[EXERCISE REQUIREMENTS] Give back, unchanged, each line from the one containing "like [540, 137]." through the last line of the entries below.

[DATA FOR PROCESSING]
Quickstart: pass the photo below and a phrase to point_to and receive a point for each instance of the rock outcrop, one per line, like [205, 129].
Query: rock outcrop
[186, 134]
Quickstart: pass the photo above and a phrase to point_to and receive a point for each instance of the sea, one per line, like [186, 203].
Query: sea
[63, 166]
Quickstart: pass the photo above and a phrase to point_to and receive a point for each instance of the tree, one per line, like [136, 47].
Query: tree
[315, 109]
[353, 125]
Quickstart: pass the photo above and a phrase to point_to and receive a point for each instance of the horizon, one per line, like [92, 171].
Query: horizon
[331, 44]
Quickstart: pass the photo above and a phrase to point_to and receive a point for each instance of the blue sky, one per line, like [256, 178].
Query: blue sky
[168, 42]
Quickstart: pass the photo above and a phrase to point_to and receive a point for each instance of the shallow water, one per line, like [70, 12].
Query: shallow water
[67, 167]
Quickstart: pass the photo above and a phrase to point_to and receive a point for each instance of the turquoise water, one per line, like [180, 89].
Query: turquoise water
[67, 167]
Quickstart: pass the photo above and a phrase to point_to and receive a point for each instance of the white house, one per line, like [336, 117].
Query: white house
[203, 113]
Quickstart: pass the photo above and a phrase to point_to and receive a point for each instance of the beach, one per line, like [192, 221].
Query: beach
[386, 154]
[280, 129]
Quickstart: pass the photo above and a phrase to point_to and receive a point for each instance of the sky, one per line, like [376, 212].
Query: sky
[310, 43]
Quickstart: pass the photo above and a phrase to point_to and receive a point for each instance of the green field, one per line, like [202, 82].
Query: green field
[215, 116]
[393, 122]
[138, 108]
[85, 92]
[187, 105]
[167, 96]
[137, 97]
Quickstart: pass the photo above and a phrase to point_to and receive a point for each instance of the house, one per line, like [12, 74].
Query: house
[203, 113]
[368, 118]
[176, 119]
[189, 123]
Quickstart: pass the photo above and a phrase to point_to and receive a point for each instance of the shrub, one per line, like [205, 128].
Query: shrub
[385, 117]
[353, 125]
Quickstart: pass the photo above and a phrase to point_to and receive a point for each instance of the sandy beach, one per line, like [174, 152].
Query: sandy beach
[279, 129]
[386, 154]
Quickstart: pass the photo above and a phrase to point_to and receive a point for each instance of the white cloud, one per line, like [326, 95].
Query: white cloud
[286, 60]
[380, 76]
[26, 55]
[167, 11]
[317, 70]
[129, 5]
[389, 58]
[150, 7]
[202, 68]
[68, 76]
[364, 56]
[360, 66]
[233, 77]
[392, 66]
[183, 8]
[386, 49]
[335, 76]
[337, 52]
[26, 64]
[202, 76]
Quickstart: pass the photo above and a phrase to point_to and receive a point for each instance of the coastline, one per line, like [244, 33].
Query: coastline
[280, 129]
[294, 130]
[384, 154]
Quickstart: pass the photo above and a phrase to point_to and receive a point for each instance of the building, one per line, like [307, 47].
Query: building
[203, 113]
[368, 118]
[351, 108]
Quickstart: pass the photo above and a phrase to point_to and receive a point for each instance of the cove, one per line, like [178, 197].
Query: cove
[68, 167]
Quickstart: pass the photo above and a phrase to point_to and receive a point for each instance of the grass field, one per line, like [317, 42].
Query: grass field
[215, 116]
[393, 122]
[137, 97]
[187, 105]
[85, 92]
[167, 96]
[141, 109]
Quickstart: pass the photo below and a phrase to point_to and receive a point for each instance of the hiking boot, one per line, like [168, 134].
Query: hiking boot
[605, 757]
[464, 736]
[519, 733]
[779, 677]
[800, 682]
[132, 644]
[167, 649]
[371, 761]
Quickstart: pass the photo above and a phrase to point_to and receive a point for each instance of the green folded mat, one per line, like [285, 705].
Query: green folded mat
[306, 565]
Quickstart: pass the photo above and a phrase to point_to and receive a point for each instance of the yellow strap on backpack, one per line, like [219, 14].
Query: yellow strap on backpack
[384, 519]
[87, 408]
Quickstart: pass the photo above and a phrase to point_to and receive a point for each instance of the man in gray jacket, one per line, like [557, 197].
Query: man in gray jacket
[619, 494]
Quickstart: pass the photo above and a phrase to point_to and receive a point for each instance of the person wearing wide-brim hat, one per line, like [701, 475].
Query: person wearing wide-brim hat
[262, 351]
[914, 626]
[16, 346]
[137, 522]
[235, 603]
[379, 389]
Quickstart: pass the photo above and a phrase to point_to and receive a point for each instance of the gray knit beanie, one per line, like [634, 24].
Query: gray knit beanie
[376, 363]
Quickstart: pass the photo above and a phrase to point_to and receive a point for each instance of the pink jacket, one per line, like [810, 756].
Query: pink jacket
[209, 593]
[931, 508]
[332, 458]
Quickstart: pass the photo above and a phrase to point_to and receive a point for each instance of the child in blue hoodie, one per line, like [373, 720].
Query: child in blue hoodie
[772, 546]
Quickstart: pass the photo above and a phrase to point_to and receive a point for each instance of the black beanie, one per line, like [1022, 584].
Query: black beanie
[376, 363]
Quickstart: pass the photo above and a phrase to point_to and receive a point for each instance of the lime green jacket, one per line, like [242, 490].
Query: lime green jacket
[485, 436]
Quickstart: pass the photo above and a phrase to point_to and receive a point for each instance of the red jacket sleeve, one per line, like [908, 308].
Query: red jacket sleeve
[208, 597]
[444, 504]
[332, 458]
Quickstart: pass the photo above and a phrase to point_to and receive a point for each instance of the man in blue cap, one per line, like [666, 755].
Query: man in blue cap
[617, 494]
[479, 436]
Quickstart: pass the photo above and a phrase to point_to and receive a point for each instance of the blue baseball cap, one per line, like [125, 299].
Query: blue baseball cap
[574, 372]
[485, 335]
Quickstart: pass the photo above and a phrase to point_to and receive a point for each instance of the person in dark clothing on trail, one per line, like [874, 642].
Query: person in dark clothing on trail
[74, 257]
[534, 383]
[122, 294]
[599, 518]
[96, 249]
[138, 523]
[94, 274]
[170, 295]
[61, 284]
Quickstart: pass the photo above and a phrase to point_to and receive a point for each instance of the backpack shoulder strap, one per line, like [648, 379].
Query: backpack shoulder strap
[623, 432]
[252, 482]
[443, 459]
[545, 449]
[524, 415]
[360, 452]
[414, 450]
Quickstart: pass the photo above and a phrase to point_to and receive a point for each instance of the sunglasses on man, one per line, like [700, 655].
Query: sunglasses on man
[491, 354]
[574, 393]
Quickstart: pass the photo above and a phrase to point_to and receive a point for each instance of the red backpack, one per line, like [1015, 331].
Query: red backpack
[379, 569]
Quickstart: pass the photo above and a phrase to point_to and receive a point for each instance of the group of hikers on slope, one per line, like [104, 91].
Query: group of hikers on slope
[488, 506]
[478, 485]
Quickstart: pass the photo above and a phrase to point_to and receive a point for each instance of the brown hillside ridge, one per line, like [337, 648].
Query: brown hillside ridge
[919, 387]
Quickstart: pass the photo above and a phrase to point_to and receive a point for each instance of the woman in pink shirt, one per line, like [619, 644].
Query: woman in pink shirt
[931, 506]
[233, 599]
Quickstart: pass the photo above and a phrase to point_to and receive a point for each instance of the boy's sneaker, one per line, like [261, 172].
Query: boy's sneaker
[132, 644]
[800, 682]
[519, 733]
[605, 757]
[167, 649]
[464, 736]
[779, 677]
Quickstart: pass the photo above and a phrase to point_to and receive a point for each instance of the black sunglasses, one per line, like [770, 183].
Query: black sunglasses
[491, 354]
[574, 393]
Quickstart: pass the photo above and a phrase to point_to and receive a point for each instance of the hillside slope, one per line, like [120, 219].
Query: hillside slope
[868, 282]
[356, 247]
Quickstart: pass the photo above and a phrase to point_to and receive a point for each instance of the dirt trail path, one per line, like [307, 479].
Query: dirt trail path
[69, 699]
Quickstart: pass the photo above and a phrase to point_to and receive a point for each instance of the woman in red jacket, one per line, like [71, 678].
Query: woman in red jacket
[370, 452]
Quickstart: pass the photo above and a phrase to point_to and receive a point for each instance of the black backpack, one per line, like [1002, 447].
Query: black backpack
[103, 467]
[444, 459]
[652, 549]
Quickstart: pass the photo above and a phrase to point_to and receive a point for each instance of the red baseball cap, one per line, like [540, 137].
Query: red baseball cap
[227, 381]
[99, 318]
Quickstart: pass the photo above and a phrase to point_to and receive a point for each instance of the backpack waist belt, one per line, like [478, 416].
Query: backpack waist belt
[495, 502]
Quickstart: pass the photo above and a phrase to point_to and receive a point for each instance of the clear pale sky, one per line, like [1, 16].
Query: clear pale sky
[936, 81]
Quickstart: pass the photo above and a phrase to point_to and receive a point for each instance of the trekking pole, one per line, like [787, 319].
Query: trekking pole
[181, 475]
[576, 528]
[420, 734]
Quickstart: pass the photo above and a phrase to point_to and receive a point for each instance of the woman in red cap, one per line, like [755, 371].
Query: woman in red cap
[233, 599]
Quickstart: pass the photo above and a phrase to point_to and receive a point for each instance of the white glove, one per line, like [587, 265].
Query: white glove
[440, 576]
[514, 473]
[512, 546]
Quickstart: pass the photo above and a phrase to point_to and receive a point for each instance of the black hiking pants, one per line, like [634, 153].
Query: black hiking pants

[RESPONSE TO THE TASK]
Quickstart: pass the photo above and a phrase to point_to and receive a point for each instance of the red baseball cap, one per line, like [540, 137].
Query: red baseball cap
[227, 381]
[99, 318]
Quickstart: pass the photo above and a phrase to point_to and receive a point for each instance of the backpack waist belt, one per line, like [478, 416].
Query: backpack waist belt
[495, 502]
Quickstart: pass the photo above and a phrase to point_to and receive a point for each instance of the clear pale sky, one per line, like [1, 16].
Query: clear pale sky
[936, 81]
Quickstart: pass the photo above and a phrase to point_to and receive a point for each instance of the trekking pole, one per line, like [787, 319].
Query: trekking pole
[181, 475]
[576, 528]
[420, 734]
Quickstart: pass the photo above and a phrase to point_to and receive a point for each instance of the woman in red cap, one per line, like [755, 371].
Query: woman in red cap
[233, 599]
Quickstart: pass the photo above and a phrase to point_to and receive a point for each instance of the white glove, one per line, like [587, 265].
Query: white glove
[440, 576]
[514, 473]
[512, 546]
Quickstart: pass the photo above and a phrase to point_to and receive a point for each instance of the black hiking pants, one per line, like [634, 153].
Query: black hiking pants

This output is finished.